▸ The task: Copy out every line of the records where the string "checkered" occurs.

Stored items from a collection:
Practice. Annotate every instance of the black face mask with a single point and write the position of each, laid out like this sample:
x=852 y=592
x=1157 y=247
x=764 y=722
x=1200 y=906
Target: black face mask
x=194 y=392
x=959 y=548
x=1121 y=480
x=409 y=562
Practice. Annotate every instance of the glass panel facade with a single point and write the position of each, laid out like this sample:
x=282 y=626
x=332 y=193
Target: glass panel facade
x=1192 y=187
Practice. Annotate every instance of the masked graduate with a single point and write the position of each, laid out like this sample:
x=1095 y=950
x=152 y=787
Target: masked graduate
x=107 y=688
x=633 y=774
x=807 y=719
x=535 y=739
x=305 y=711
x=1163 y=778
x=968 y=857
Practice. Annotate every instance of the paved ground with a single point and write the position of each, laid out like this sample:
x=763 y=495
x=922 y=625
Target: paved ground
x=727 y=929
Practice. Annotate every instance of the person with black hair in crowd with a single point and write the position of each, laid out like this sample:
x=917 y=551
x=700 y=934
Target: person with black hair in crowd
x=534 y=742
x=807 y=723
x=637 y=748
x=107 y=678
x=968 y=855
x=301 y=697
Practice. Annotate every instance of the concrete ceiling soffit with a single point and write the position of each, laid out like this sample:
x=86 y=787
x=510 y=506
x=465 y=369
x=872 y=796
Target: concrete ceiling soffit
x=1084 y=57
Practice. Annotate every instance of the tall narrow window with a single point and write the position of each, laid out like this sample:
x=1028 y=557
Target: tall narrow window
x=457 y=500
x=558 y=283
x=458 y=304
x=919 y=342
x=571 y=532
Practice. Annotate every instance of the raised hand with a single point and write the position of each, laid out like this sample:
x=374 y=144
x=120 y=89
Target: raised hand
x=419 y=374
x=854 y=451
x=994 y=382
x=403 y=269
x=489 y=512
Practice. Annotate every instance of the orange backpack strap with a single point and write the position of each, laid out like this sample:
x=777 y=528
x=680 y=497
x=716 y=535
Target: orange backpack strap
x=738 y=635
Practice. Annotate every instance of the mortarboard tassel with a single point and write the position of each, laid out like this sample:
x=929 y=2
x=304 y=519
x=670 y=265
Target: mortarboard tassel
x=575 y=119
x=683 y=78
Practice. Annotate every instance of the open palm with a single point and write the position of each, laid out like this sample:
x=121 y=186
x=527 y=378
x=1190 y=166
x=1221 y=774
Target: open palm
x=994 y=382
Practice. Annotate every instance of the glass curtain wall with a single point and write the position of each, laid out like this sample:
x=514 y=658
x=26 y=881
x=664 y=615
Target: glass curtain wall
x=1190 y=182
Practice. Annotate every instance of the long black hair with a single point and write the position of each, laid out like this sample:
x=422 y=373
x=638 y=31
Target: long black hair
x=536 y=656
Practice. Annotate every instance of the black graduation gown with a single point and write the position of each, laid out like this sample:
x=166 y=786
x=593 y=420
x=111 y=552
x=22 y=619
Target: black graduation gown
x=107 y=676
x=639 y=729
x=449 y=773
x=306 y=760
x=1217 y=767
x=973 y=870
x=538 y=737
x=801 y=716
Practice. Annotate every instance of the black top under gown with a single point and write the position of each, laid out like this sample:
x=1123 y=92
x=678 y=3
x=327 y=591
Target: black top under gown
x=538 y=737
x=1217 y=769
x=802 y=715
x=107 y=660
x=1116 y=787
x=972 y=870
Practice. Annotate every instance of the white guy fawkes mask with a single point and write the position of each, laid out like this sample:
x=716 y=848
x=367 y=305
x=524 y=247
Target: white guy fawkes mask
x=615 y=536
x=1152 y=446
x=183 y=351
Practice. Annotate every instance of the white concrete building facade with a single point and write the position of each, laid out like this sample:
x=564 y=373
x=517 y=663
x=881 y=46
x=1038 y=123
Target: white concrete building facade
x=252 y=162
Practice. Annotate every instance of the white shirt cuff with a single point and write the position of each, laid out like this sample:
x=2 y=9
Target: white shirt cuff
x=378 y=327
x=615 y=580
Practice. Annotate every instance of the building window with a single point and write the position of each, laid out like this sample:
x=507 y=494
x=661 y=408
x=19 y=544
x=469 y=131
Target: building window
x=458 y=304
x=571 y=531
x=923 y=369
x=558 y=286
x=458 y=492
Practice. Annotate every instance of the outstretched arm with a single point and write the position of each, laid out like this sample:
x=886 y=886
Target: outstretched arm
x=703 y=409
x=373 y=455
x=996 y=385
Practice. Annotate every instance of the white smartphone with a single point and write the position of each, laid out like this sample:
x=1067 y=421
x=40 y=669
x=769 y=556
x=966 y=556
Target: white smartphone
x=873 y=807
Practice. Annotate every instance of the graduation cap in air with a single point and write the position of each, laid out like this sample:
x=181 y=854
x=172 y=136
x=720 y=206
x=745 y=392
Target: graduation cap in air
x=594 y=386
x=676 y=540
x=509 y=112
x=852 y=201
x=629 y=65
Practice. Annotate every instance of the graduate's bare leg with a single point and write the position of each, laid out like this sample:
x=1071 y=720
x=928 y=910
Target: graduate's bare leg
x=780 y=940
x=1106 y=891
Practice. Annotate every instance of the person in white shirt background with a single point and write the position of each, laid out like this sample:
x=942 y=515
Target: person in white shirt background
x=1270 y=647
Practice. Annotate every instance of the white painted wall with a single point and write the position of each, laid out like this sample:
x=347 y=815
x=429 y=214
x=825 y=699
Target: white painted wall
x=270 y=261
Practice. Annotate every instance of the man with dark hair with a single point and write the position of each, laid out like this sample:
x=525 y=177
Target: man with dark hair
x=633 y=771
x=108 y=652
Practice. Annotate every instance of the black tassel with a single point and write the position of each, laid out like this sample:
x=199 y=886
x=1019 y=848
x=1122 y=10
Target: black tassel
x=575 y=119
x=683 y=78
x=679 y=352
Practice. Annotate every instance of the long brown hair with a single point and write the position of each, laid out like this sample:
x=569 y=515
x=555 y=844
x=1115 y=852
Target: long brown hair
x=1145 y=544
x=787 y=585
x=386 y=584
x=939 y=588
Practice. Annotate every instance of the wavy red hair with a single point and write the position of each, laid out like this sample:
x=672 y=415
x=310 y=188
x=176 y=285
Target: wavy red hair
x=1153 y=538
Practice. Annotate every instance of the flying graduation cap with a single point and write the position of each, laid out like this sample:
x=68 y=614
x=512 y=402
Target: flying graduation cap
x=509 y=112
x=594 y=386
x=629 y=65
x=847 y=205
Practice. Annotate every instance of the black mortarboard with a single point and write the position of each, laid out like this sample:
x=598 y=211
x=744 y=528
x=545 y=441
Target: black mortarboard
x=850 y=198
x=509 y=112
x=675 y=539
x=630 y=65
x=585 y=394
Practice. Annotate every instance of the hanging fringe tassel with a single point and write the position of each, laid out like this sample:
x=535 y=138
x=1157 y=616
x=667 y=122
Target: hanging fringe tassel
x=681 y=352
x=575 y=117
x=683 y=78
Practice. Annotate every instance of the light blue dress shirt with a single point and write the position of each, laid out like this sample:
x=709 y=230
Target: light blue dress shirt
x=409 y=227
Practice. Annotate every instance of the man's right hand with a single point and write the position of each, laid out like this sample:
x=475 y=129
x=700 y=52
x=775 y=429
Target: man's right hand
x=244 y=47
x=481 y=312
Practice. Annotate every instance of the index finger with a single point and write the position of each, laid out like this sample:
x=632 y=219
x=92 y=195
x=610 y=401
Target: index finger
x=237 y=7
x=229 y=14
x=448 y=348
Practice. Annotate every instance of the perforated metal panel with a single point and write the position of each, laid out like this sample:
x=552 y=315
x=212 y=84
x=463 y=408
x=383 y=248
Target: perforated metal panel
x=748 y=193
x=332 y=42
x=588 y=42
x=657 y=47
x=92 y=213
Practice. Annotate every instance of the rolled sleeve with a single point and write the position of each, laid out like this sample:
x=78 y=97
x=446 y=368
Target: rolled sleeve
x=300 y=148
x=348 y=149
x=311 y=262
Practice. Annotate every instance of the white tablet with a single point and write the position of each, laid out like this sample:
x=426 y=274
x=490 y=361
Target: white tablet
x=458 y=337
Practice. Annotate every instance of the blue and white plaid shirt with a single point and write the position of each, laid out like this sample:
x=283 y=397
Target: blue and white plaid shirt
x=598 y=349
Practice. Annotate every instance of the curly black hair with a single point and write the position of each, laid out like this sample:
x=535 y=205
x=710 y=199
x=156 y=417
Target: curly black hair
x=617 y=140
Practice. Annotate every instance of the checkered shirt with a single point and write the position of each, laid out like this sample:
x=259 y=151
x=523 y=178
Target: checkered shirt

▸ Result of the task:
Practice. Annotate every instance of the checkered shirt with a single point and write the position of each, laid out like this sample:
Target: checkered shirt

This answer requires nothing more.